(Image annotation data)
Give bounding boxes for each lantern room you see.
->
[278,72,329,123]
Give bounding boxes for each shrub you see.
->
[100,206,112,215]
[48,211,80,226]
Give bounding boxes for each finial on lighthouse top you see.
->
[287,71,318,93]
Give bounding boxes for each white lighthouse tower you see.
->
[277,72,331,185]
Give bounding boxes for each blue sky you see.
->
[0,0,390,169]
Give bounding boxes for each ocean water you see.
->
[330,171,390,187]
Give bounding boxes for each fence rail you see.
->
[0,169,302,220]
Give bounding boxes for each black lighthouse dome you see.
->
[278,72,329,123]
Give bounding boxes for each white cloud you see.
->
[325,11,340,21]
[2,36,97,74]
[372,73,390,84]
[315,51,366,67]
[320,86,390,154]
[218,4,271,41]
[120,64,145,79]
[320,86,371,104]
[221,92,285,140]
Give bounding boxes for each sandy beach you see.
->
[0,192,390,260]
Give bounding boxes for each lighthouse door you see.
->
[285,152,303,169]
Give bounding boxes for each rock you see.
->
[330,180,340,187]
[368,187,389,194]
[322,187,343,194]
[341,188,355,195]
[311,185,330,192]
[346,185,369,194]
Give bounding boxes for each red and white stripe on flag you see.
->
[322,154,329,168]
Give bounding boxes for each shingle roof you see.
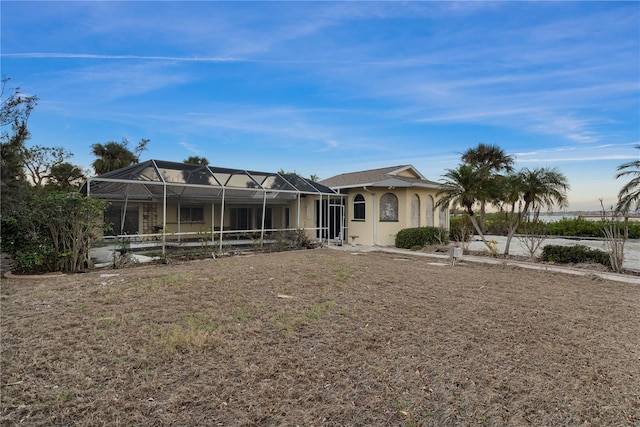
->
[320,165,440,189]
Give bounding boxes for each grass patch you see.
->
[150,314,218,355]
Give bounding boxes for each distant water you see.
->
[540,211,640,222]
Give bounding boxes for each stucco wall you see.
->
[343,187,448,246]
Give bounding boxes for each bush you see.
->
[449,215,473,242]
[546,218,640,239]
[540,245,611,268]
[0,190,106,273]
[396,227,449,249]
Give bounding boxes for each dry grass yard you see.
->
[0,249,640,426]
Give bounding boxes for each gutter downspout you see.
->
[362,185,380,246]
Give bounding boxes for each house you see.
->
[320,165,449,246]
[82,160,344,249]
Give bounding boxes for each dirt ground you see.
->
[0,248,640,426]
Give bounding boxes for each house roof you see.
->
[82,160,336,201]
[320,165,441,190]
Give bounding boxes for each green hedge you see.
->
[540,245,611,268]
[545,218,640,239]
[396,227,449,249]
[449,215,474,242]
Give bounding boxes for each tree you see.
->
[91,138,149,175]
[47,162,86,190]
[0,188,107,273]
[436,164,491,249]
[503,167,569,255]
[24,145,73,186]
[616,145,640,212]
[0,77,38,213]
[461,143,515,232]
[182,156,209,166]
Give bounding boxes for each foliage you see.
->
[461,143,515,232]
[276,229,316,250]
[91,138,149,175]
[0,77,38,214]
[545,218,640,239]
[47,162,86,191]
[1,189,106,273]
[24,145,73,186]
[449,216,473,242]
[396,227,449,249]
[616,145,640,212]
[600,199,629,273]
[540,245,611,268]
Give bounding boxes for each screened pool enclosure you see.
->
[82,160,344,254]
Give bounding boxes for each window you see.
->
[104,205,138,236]
[180,206,204,222]
[380,193,398,221]
[256,208,273,229]
[353,194,366,221]
[231,208,252,230]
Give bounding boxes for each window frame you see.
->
[380,193,400,222]
[178,205,204,224]
[353,193,367,221]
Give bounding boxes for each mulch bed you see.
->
[0,249,640,426]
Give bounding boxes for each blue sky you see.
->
[1,1,640,209]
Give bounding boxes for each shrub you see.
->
[540,245,611,268]
[449,215,473,242]
[0,191,106,273]
[396,227,449,249]
[546,218,640,239]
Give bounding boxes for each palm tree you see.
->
[616,145,640,212]
[462,143,515,232]
[436,164,491,249]
[504,168,569,255]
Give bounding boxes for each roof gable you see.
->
[320,165,439,189]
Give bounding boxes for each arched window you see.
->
[353,194,366,221]
[380,193,398,221]
[438,205,449,230]
[427,196,433,227]
[411,194,420,227]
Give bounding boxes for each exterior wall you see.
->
[105,200,314,234]
[343,187,449,246]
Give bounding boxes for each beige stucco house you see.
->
[320,165,449,246]
[82,160,344,248]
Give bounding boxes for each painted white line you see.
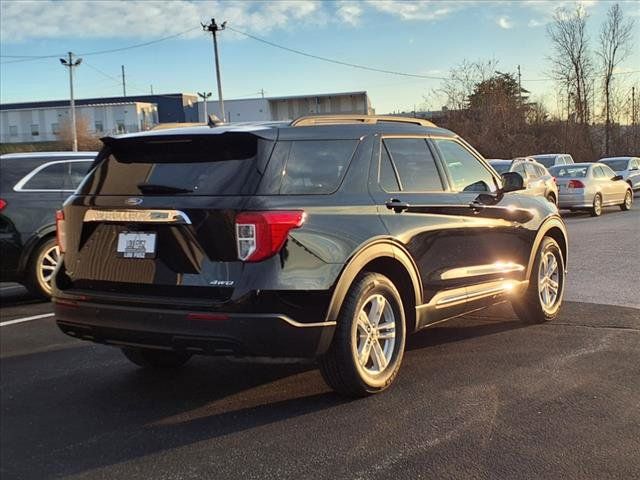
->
[0,313,54,327]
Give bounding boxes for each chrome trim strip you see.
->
[440,262,525,280]
[436,280,529,308]
[13,157,93,192]
[84,209,191,225]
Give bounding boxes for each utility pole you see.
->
[202,18,227,122]
[518,65,522,107]
[120,65,127,97]
[198,92,211,123]
[60,52,82,152]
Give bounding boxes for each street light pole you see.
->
[202,18,227,122]
[198,92,211,123]
[60,52,82,152]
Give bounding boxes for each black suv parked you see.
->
[0,152,97,296]
[54,116,567,396]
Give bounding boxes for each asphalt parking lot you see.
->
[0,207,640,479]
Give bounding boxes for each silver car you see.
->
[489,157,558,205]
[549,163,633,217]
[598,157,640,191]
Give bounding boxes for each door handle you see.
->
[469,200,486,213]
[385,198,409,213]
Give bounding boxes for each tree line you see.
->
[430,4,640,161]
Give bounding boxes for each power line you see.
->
[0,27,200,65]
[227,25,446,80]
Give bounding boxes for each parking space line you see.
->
[0,313,54,327]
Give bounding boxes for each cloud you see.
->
[0,0,327,42]
[336,1,362,27]
[367,0,462,20]
[496,15,513,30]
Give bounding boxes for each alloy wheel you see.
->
[355,294,396,375]
[538,252,561,311]
[593,195,602,215]
[37,245,60,293]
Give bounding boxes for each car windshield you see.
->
[600,159,629,172]
[549,165,589,178]
[489,162,511,173]
[533,155,556,168]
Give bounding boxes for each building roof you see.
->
[2,102,156,112]
[0,93,198,110]
[2,152,98,160]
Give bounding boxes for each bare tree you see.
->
[547,5,592,125]
[596,3,633,155]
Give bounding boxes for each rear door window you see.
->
[433,138,497,192]
[382,138,444,192]
[278,140,358,195]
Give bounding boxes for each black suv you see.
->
[0,152,96,296]
[54,116,567,396]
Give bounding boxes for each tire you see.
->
[590,193,602,217]
[25,237,60,298]
[122,347,191,368]
[620,190,633,212]
[511,237,565,323]
[319,273,406,397]
[547,193,557,205]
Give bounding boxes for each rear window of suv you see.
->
[79,132,273,195]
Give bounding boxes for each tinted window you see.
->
[22,163,66,190]
[434,139,496,192]
[512,163,527,178]
[489,162,515,173]
[600,165,616,178]
[80,132,273,195]
[384,138,443,192]
[602,160,629,172]
[280,140,358,195]
[379,144,400,192]
[524,163,540,178]
[533,155,556,168]
[549,165,589,178]
[65,161,91,190]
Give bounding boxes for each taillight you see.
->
[56,210,67,253]
[236,210,305,262]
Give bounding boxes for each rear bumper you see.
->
[558,193,593,208]
[54,299,335,357]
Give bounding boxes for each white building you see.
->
[0,102,158,143]
[198,92,375,123]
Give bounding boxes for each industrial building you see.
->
[0,102,158,143]
[0,91,375,143]
[198,91,375,123]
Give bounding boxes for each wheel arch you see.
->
[325,239,422,332]
[525,217,569,278]
[18,225,56,277]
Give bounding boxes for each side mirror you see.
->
[501,172,525,193]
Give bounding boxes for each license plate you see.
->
[116,232,156,258]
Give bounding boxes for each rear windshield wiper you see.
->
[138,183,193,194]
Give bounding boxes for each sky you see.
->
[0,0,640,113]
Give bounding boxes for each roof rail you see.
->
[290,115,436,127]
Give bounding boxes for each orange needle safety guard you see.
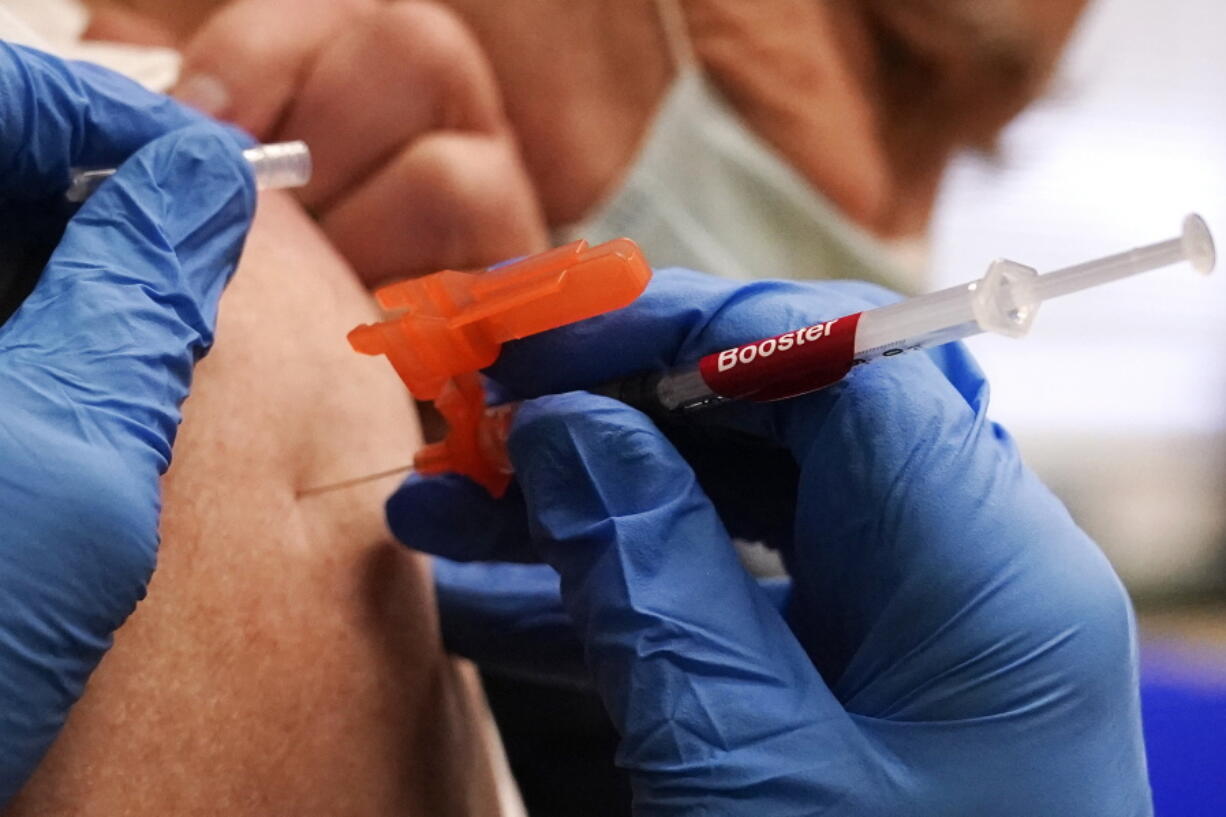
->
[349,238,651,497]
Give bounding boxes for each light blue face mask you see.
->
[557,64,917,292]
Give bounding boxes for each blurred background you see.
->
[929,0,1226,816]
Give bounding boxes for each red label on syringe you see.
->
[698,313,859,402]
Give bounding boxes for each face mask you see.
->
[555,65,918,292]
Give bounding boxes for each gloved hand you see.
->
[0,43,255,806]
[387,271,1151,817]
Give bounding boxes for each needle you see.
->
[298,462,413,497]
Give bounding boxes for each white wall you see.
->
[931,0,1226,589]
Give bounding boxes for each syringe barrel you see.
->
[855,281,981,361]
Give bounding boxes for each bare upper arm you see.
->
[7,195,507,816]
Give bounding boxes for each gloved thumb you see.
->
[509,393,866,815]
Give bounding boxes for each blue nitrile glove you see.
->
[389,271,1151,817]
[0,43,255,805]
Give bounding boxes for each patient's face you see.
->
[7,195,507,816]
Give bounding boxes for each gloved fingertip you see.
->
[385,474,536,562]
[508,391,694,525]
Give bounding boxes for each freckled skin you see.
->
[6,195,498,817]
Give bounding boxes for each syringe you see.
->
[593,215,1215,416]
[64,141,311,204]
[299,215,1215,496]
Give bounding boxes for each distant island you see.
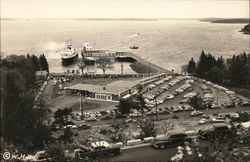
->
[200,18,249,24]
[241,23,250,35]
[1,18,158,21]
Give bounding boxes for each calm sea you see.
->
[1,20,249,73]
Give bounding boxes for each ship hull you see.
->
[61,53,78,65]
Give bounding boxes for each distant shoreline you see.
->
[0,17,250,24]
[200,18,250,24]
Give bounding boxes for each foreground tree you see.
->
[139,120,156,138]
[117,99,131,114]
[187,58,196,75]
[1,68,51,149]
[54,107,72,126]
[96,56,113,74]
[189,95,204,109]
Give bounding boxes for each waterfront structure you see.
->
[35,70,49,80]
[66,73,166,102]
[61,40,78,63]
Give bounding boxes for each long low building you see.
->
[66,74,166,101]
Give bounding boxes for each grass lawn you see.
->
[227,86,250,99]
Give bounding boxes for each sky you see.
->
[0,0,249,18]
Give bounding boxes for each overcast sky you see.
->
[0,0,249,18]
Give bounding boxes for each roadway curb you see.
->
[121,143,151,150]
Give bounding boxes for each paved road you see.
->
[105,146,177,162]
[84,106,250,126]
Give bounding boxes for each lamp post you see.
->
[154,97,158,121]
[80,93,83,120]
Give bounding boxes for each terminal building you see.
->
[66,74,166,102]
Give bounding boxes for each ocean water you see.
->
[1,20,250,73]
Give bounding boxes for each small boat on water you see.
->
[129,45,139,49]
[61,41,78,64]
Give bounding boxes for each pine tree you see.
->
[187,58,196,75]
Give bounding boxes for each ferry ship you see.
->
[61,41,78,63]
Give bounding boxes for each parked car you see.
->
[199,118,208,125]
[225,102,235,108]
[22,151,52,162]
[101,115,112,120]
[86,116,97,122]
[241,101,250,106]
[210,117,225,123]
[78,124,91,129]
[198,123,230,139]
[152,130,192,149]
[210,104,221,109]
[190,110,203,116]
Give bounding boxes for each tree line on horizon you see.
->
[187,50,250,87]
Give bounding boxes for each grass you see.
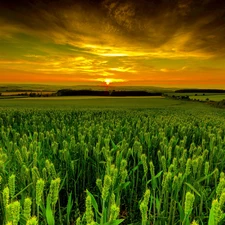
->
[0,97,225,225]
[0,97,213,109]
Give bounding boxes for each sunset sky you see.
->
[0,0,225,88]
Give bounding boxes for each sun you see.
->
[105,79,112,85]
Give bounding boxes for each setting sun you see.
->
[105,79,112,85]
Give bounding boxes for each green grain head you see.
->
[184,192,195,215]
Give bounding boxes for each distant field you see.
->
[0,97,214,110]
[166,93,225,101]
[190,94,225,101]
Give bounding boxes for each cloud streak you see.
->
[0,0,225,86]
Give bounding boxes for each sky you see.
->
[0,0,225,88]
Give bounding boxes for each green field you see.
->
[0,97,225,225]
[190,94,225,101]
[0,97,211,110]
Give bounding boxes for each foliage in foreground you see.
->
[0,109,225,225]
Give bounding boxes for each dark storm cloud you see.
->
[0,0,225,57]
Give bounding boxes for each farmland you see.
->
[0,97,225,225]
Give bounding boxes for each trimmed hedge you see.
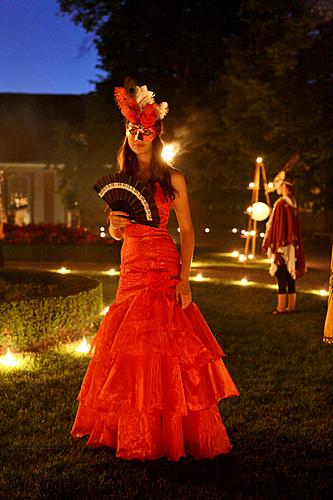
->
[0,269,103,350]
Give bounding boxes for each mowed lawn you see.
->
[0,283,333,499]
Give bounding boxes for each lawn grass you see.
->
[0,281,333,500]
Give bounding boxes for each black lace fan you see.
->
[93,174,160,227]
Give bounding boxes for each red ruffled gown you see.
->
[71,184,239,461]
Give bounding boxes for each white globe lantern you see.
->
[251,201,270,221]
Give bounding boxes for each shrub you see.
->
[0,271,103,350]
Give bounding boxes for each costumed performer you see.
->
[323,246,333,344]
[72,79,239,461]
[262,170,305,314]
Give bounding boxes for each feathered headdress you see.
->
[114,78,169,128]
[273,154,300,191]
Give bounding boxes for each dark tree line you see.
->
[58,0,333,227]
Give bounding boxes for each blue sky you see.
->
[0,0,101,94]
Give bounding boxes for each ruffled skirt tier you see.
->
[72,272,239,461]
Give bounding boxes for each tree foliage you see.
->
[58,0,333,223]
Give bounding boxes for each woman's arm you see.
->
[171,170,194,308]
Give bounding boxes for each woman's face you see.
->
[126,123,157,154]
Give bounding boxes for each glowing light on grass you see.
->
[57,267,71,274]
[161,144,176,162]
[251,201,270,221]
[101,306,110,316]
[0,349,18,366]
[75,337,90,354]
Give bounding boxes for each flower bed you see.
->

Required task:
Pick out every line of the records above that contains the word "wall", matching case exactly, and copy each one.

Exercise result:
Give bounding boxes for each stucco wall you see.
Give bounding boxes for each exterior wall you see.
Give bounding boxes for each white wall you see.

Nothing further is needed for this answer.